**JOB 1:**
In the U.S. National Grid page, how are directions displayed?
**JOB 2:**
Decide whether each statement agrees with the U.S. National Grid page, answering yes or no and quoting the deciding words: (a) The application computes coordinate values with Javascript code. (b) Directions appear inside the mashup window. (c) Double-clicking on the map displays coordinates.
**JOB 3:**
Please carry on the U.S. National Grid page from where its text stops.

**TEXT SHOWN:**
U.S. National Grid
A Google Maps demonstration of the official map coordinate system of the United States.
This application displays geographic and map coordinates for any point, and allows U.S. National
Grid (USNG) coordinates to be used for search and directions.
This is a Google Maps mashup,
that uses the
Google API
for base map and navigation, and Javascript code to compute coordinate values.
Open the map in a new window
Send comments and bug reports to Larry Moore at jane.larry@gmail.com
Contents
Instructions
Single-click anywhere on the map to display a variety of coordinates and optionally create
a marker for the point.
The seach and direction forms mimic those of the native Google Maps interface, which of course allows
search by street addresses and place names. Directions are displayed in a new window using the
native Google Maps directions interface. By doing
this rather than displaying the directions in the mashup window, additional capabilities such as dragging
and dropping points along the route are available.

[Labeled region records]
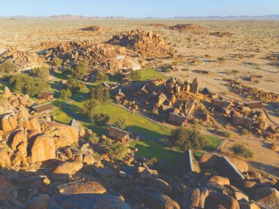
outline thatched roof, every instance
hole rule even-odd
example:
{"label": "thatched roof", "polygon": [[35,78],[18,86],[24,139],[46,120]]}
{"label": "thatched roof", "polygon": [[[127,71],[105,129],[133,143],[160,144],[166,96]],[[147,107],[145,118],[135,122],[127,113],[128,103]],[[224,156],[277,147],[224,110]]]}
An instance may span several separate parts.
{"label": "thatched roof", "polygon": [[247,127],[250,127],[251,125],[255,123],[255,120],[249,118],[232,116],[232,121],[236,125],[243,125]]}
{"label": "thatched roof", "polygon": [[232,103],[229,101],[223,101],[218,100],[211,100],[211,106],[212,107],[218,107],[220,108],[228,108]]}
{"label": "thatched roof", "polygon": [[38,94],[38,98],[45,98],[50,95],[52,95],[53,93],[49,91],[40,91]]}
{"label": "thatched roof", "polygon": [[224,176],[231,180],[244,179],[241,172],[225,156],[222,156],[218,162],[218,170]]}
{"label": "thatched roof", "polygon": [[187,118],[185,116],[177,115],[174,113],[169,113],[169,121],[172,123],[181,125],[186,120],[187,120]]}
{"label": "thatched roof", "polygon": [[121,140],[123,137],[127,134],[130,135],[130,133],[120,128],[114,126],[110,126],[109,136],[111,137],[115,138],[117,140]]}
{"label": "thatched roof", "polygon": [[257,108],[262,108],[262,101],[257,101],[257,102],[246,102],[244,105],[249,107],[250,109],[257,109]]}
{"label": "thatched roof", "polygon": [[199,163],[190,149],[185,152],[186,167],[188,172],[200,173]]}
{"label": "thatched roof", "polygon": [[52,110],[52,104],[51,102],[48,102],[43,104],[34,106],[32,108],[37,112],[42,112],[46,110]]}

**EXPECTED ANSWER 1:**
Directions are displayed in a new window using the native Google Maps directions interface.

**EXPECTED ANSWER 2:**
(a) Yes: "Javascript code to compute coordinate values"
(b) No: "Directions are displayed in a new window"
(c) No: "Single-click anywhere on the map to display a variety of coordinates"

**EXPECTED ANSWER 3:**
Although it is not well advertised in Google's documentation,
Google Maps also allows search by geographic coordinates in decimal degrees, degrees and decimal minutes,
and degrees-minutes-seconds. These capabilities are slightly enhanced by this application. See search below.
The primary additional feature of this application is to allow search by USNG string.
Any legal USNG or Military Grid Reference System (MGRS) string for anywhere in the world
between latitudes 80S and 84N will work.
Street address searches use
Google's geocoder, which is very flexible. However, geocoding in general
is much less accurate than geographic coordinate systems such as lat/lng or the USNG. The directions
feature is also provided by the Google API, and only works for street
navigation - don't use it for cross-country or open-water navigation.
The base map is a normal
Google Maps display.
Start-up parameters
The default URL is
http://www.fidnet.com/~jlmoore/usng
.
The following parameters are optional:
- lat=DD.dddd and lng=DD.dddd -- Latitude and longitude values in decimal degrees, south negative
and west negative.
These are two parameters, but neither one is meaningful without the
other. If these values are supplied, the start-up screen will center and set a marker on this point.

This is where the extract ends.